**WHAT NEEDS TO BE DONE:**
Among the lines of the records, please find those that contain the word "below" and copy them.

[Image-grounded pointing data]
───
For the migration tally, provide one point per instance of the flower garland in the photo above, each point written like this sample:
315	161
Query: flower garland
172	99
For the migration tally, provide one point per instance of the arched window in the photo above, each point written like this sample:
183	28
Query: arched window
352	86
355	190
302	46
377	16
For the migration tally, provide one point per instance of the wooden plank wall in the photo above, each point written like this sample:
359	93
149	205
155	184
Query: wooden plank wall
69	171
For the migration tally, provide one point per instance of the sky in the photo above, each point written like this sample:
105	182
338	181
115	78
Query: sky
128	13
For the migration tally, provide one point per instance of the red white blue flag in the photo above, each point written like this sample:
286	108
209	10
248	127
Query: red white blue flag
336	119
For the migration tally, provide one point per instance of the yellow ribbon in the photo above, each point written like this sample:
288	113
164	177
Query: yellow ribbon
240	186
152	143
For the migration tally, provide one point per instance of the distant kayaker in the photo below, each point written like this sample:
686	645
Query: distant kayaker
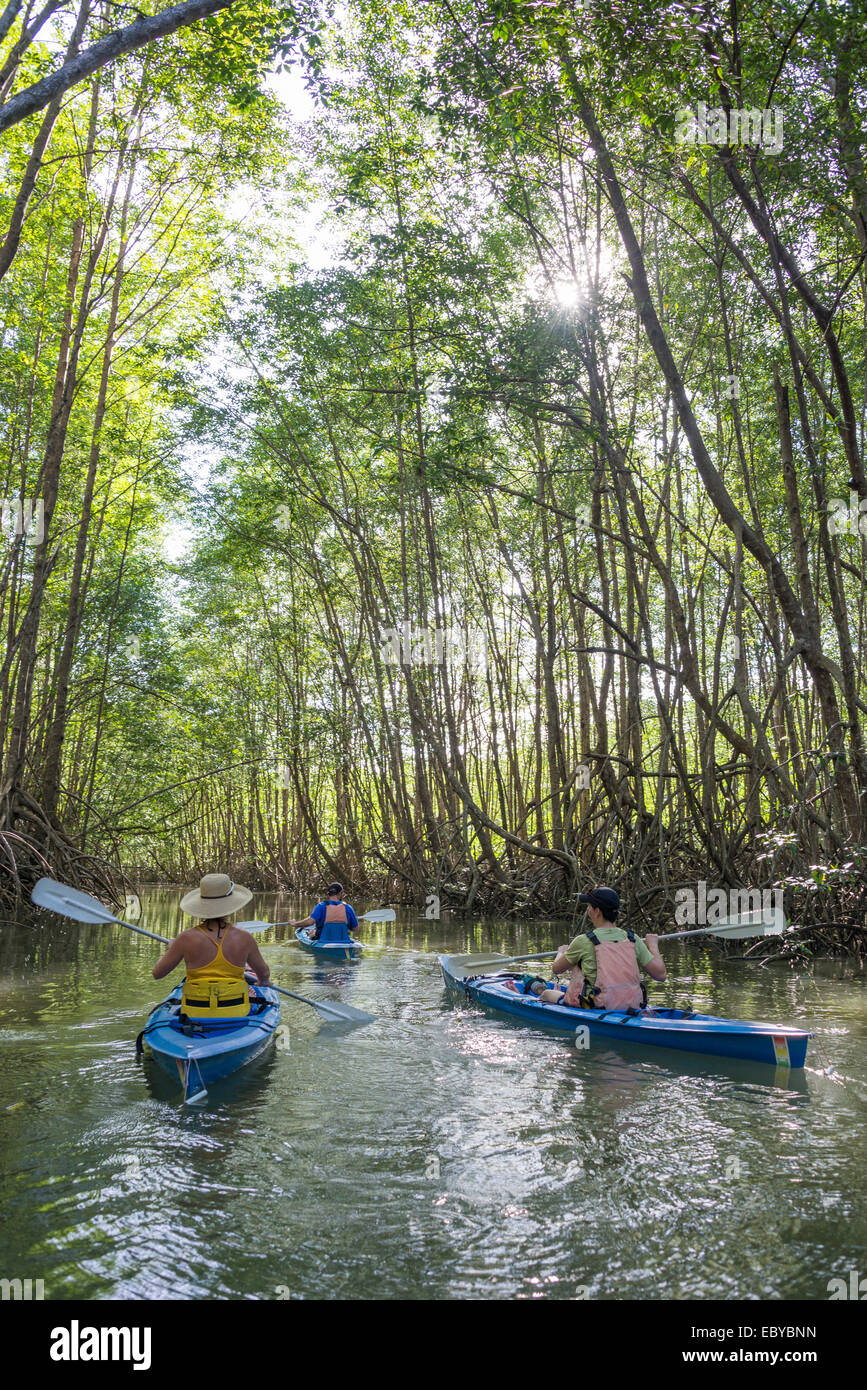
216	952
605	963
331	920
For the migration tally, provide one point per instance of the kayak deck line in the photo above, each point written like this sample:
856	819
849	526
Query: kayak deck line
203	1048
773	1044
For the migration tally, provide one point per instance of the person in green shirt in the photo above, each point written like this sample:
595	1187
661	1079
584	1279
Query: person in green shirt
578	958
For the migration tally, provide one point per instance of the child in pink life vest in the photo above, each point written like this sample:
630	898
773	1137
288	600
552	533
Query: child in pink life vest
605	962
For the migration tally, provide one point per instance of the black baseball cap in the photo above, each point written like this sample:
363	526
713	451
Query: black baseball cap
605	898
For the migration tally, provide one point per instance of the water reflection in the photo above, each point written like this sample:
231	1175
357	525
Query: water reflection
445	1153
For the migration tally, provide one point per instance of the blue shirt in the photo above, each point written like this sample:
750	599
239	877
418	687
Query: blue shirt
334	930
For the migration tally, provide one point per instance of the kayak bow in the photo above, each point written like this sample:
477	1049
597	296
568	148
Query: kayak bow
773	1044
334	950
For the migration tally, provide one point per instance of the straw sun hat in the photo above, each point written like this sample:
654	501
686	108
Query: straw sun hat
216	897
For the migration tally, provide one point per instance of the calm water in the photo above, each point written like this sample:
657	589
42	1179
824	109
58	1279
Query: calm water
435	1154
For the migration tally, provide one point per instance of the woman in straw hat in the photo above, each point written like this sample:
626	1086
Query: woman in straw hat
214	951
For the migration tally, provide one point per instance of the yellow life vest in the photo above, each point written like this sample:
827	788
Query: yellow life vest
216	990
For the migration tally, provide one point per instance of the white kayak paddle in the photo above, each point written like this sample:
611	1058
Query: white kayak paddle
81	906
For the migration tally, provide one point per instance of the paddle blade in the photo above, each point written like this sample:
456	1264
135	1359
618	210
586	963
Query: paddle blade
70	902
342	1014
749	925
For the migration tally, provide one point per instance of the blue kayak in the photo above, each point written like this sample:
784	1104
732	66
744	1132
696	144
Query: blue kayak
211	1048
774	1044
331	950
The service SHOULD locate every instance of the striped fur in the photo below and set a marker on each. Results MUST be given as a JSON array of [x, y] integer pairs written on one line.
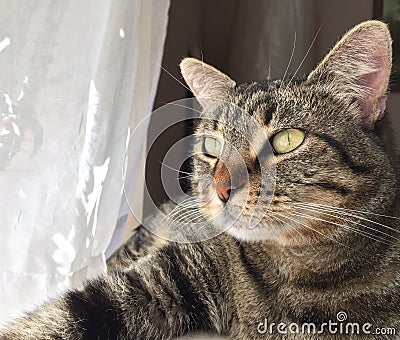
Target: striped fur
[[316, 260]]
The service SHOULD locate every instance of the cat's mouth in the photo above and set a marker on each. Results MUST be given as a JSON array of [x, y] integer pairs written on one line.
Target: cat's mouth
[[238, 220]]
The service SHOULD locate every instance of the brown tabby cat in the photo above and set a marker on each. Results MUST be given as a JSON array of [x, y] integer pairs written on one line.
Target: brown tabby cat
[[326, 253]]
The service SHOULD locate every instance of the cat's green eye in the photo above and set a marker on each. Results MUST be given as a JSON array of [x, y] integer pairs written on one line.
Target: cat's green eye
[[212, 146], [287, 140]]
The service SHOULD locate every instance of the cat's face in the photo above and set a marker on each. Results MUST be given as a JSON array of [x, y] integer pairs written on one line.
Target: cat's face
[[318, 133]]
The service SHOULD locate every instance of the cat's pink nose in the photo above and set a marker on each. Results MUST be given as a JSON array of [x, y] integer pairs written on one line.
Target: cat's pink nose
[[223, 192]]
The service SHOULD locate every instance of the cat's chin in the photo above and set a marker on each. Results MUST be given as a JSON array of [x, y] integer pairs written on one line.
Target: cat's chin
[[241, 228]]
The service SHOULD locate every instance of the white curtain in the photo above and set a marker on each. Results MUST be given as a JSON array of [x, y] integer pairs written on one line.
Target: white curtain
[[75, 77]]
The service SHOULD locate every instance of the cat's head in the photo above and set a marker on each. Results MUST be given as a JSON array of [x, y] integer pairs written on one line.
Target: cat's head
[[321, 130]]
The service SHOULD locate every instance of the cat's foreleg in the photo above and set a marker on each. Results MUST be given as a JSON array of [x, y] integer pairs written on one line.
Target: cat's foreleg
[[163, 296]]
───
**THE ANSWER:**
For the migration tally, provide one point per instance of the distant kayaker in the photo below, each point written like this sample:
The service SHOULD locate every instance of the striped fur in the photo below and set a marker on each. Results MUST be given as a JSON array of [x, y] integer pairs written on one line.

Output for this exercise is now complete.